Description of the task:
Write out exactly, with no other output, the lines below from the one that contains "Reviewer note: verify that every instance of the blue" through the end.

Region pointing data

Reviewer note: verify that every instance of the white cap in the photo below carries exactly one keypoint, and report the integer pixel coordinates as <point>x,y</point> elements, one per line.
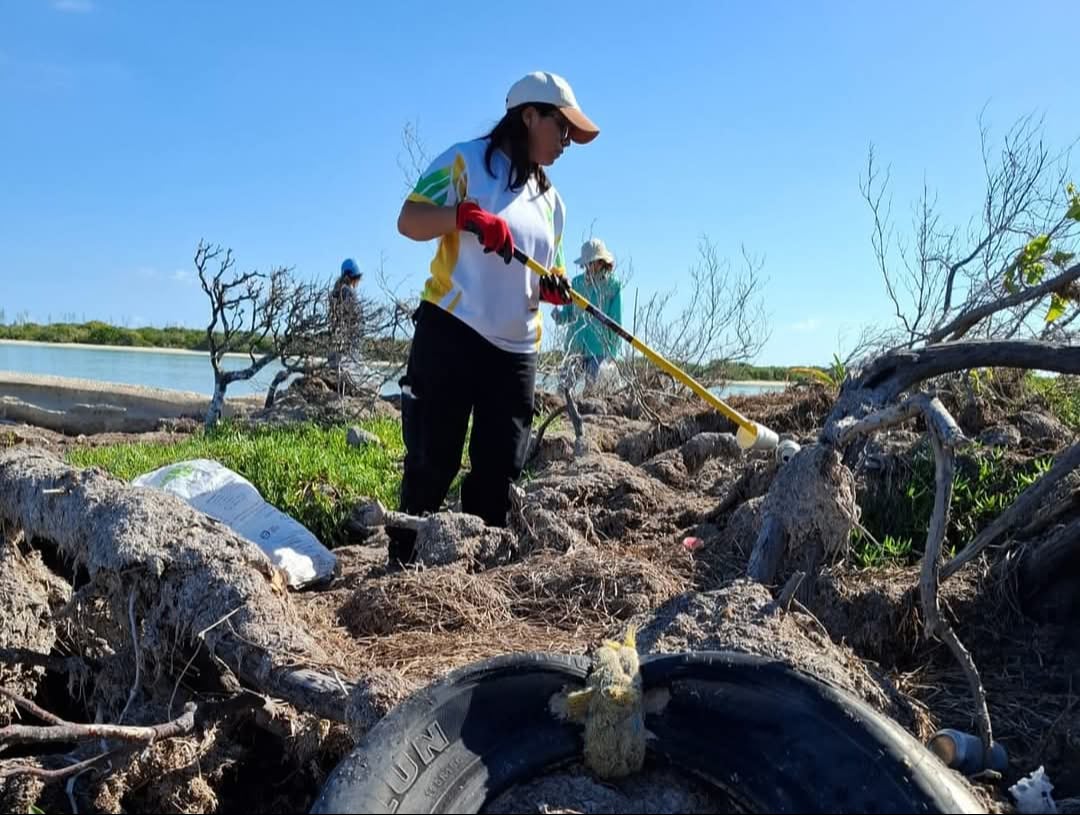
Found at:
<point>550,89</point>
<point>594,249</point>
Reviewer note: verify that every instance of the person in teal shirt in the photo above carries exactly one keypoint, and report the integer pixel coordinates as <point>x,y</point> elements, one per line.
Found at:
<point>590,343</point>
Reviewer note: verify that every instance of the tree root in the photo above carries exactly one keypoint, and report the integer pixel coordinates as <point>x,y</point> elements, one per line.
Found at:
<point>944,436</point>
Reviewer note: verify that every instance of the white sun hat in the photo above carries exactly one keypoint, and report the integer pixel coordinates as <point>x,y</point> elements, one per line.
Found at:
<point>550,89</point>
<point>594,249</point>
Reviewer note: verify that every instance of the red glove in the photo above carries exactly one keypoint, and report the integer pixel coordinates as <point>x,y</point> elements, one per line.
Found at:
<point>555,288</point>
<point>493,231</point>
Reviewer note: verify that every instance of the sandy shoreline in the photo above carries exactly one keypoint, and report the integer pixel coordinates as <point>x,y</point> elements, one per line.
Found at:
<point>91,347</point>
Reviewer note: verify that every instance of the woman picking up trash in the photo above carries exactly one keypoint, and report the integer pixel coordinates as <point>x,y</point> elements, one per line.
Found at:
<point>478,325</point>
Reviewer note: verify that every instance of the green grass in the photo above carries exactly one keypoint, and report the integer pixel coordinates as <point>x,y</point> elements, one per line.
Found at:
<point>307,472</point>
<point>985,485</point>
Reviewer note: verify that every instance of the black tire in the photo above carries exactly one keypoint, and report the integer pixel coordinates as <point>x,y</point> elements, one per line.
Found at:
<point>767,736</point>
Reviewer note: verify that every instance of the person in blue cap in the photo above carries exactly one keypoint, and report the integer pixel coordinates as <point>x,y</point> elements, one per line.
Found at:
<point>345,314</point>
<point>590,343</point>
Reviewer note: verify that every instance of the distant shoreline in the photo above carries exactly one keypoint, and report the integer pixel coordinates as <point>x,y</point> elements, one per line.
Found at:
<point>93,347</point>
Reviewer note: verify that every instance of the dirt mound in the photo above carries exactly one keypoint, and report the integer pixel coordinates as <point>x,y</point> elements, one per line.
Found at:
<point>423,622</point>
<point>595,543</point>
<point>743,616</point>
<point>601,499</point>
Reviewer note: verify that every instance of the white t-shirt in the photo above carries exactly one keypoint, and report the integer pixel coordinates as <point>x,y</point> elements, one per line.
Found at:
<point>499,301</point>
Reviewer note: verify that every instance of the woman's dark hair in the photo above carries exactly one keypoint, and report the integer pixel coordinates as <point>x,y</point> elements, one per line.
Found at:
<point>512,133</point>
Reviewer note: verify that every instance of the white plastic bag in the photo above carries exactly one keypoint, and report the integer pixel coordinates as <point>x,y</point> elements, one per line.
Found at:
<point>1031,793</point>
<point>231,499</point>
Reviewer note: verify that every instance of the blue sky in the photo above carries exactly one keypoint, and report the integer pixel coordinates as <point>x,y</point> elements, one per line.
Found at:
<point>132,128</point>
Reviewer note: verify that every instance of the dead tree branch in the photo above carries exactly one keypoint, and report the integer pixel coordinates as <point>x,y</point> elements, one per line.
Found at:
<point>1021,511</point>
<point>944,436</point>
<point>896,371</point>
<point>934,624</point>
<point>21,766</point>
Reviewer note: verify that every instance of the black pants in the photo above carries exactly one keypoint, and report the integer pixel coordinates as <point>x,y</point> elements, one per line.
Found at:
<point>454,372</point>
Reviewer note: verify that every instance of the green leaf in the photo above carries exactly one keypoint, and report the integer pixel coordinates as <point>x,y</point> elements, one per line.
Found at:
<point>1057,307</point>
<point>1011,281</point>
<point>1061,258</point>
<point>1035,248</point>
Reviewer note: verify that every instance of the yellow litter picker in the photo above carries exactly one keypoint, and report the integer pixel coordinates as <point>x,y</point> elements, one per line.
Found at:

Exercise solution:
Reviewer note: verify that every instance of the blue sky in the photo above carries exactly one keypoint, and report the integer pixel coordinates as <point>x,y</point> elements, one per line.
Found at:
<point>132,128</point>
Reviewer note: verify that every instance of the dead tree branch in the photo above carries exactly one keypoint, and report the integer pixel coordinates as <point>x,y</point> elements, one per line.
Found at:
<point>1021,511</point>
<point>944,436</point>
<point>896,371</point>
<point>934,624</point>
<point>21,766</point>
Reviewer note: verify that every instance of the black pants in the photo above carries exactly one keypoint, and report the integer pixel coordinates as <point>x,y</point> elements, one per line.
Found at:
<point>454,372</point>
Reviewer note: verify that every instance of the green leaf in the photo above carries exactly one keypoint, and report the integer pixel coordinates as <point>x,y</point> elements, one per line.
Found at:
<point>1057,307</point>
<point>1011,281</point>
<point>1061,258</point>
<point>1035,248</point>
Reviewer note: verify that every instance of the yellow litter picker in the photo above carries exactly one keypoint, and report the integer pixel coordinates as <point>x,y</point> elements, one per line.
Found at:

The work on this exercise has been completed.